PASSAGE:
▼

The pithy, catch-phrase “abortion distortion” is frequently used to describe how rules of law, logic, and common sense go by the wayside whenever abortion is involved. The phenomenon is easily detected.
- What invasive, medical procedure – besides an abortion – can a minor obtain without parental consent or knowledge?
- What surgical center – besides an abortion clinic – can avoid regulatory standards for surgical centers?
- What medical facility – besides an abortion clinic – can regularly present physicians who not have hospital admitting privileges?
- What provider of medical services – besides an abortion provider – can prevent patients from discovering important information about the risks of the services?
Last week, in McCullen v. Oakley, the Supreme Court ruled on another form of abortion distortion, dealing with the propriety of 35-foot buffer zones placed around all of the abortion clinics in the state of Massachusetts. Is there any other context in which a 35-foot buffer zone, banning free expression on public sidewalks and ways, could possibly survive? Around a church? Around the Pentagon? Around the White House?
Nope, no way.
Except for the inclusion of abortion, this bright idea of setting up a 35-foot “no speech” zone in a public area where people are generally free to walk and talk never gets off the ground, much less does it become an issue suitable for Supreme Court consideration.
Thankfully, and appropriately, all nine justices agreed that such law is unconstitutional, striking down the buffer zone. But even in this obligatory ruling, the abortion distortion factor weighed in the analysis.
In an opinion authored by Chief Justice Roberts, the Supreme Court held the law to be too broad in scope. Though the State, in passing the law, specified concerns about congestion, obstruction of access to abortion clinics, and safety around the clinics, the Court rightly noted that the 35-foot buffer went far beyond any legitimate worries and burdened substantially more speech than necessary.

▲

EXERCISE REQUIREMENTS:
(a) Translate this sentence from the buffer-zone commentary into Spanish: "Thankfully, and appropriately, all nine justices agreed that such law is unconstitutional, striking down the buffer zone."
(b) Carry the buffer-zone commentary forward with the next part, picking up after its final sentence.
The rows that follow are separate material and not part of the buffer-zone commentary.

[Data entries]
▼

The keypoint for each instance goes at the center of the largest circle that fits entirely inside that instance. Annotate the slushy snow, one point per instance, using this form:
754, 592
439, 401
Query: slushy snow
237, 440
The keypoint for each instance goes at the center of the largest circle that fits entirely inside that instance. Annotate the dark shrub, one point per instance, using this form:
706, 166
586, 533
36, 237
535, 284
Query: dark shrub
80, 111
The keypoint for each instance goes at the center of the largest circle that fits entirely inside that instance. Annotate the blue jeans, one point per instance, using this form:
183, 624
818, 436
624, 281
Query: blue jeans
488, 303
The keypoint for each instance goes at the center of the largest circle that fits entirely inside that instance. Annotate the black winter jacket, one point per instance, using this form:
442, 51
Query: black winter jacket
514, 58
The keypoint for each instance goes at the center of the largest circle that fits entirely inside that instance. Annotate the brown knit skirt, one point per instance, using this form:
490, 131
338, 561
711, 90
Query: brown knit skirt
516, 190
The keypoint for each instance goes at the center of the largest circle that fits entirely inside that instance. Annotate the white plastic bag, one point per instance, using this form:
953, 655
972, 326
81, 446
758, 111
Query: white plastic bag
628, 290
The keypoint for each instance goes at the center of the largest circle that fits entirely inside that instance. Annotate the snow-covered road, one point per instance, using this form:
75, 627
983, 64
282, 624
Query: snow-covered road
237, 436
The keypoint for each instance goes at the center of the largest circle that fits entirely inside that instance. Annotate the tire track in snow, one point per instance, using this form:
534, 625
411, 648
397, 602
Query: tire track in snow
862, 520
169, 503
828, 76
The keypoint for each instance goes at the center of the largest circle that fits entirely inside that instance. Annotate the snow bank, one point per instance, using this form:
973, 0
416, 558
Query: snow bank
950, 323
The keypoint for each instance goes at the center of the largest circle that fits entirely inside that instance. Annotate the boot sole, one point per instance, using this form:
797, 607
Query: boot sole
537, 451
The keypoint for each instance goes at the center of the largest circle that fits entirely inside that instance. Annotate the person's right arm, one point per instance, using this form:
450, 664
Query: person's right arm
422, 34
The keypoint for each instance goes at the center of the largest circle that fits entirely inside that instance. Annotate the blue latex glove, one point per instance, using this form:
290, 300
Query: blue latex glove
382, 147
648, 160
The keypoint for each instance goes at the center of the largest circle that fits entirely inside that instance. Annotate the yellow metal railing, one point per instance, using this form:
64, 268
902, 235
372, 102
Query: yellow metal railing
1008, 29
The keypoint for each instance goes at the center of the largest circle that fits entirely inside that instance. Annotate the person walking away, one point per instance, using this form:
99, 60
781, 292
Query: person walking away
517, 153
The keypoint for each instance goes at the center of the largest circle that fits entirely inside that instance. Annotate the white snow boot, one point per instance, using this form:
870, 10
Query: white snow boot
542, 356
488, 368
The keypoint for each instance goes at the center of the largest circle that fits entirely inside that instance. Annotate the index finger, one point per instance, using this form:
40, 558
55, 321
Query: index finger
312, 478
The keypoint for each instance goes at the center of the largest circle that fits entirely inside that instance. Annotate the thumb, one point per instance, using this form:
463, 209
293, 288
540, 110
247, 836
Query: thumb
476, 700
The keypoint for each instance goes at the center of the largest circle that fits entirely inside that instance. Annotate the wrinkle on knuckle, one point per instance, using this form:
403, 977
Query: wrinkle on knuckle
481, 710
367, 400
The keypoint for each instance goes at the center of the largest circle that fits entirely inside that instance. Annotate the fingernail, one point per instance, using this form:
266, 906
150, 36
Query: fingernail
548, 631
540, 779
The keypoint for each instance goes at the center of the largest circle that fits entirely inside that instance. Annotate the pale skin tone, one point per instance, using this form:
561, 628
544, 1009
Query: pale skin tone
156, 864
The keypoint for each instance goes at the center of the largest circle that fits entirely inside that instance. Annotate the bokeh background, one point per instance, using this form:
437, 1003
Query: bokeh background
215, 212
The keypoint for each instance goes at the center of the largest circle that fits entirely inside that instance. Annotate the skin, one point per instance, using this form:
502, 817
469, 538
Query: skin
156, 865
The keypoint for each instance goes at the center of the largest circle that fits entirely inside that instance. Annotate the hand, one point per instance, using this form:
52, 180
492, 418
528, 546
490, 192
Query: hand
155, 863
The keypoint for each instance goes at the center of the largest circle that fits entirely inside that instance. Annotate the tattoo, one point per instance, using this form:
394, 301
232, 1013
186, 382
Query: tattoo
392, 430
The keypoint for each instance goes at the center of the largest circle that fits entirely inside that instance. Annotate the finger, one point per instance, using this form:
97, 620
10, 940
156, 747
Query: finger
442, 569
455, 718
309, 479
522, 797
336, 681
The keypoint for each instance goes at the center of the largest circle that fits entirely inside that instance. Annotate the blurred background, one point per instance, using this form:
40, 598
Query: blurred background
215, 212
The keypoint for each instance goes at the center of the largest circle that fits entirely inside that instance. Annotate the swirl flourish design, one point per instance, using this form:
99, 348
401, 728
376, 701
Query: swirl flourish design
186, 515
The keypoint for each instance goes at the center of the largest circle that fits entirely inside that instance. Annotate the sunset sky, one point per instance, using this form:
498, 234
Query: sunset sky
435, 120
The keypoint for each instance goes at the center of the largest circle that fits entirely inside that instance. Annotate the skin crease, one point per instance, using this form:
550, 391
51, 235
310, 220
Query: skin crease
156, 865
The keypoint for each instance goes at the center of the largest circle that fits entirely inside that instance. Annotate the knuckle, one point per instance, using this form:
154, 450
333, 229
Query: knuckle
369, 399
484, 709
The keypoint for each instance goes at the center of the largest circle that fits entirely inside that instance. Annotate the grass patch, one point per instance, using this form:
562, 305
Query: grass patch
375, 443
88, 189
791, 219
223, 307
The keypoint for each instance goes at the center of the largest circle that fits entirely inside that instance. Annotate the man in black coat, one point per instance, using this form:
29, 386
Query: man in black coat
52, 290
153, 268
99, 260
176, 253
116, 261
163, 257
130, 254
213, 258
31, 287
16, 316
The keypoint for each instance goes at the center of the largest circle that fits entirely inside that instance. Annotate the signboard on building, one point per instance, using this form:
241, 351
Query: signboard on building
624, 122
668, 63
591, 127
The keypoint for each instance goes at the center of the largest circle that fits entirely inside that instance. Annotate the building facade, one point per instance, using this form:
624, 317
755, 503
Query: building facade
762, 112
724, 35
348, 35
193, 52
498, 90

▲

ANSWERS FOR EACH ITEM:
(a) Afortunadamente, y con razón, los nueve jueces coincidieron en que dicha ley es inconstitucional, anulando la zona de amortiguamiento.

(b)
But, as a preface to this ruling, the Court curiously found the buffer zone law to be content-neutral. Given that the buffer zone was created by the State to specifically address activity outside of abortion clinics, the law can hardly be called neutral. The law deals directly and singularly with the topic of abortion, and in exempting abortion employees and pro-choice “escorts” from the ramifications of the law, the buffer zone only affected the pro-life viewpoint.
This part of the decision is not only troubling, but superfluous, since the Court held the law unconstitutional on other grounds. The Court seemingly goes out of its way to pay homage to the pro-abortion community, letting them and everyone else know that free speech jurisprudence doesn’t apply to abortion after all.
This oddity in the holding did not escape the ire of Justice Antonin Scalia, who, in an opinion concurring in judgment only, and joined by two other justices, slammed the decision for indicating “there is an entirely separate, abridged edition of the First Amendment applicable to speech against abortion.”
In another concurring opinion, Justice Samuel Alito pointed out how the law should have been condemned as unconstitutional for employing “blatant viewpoint discrimination.”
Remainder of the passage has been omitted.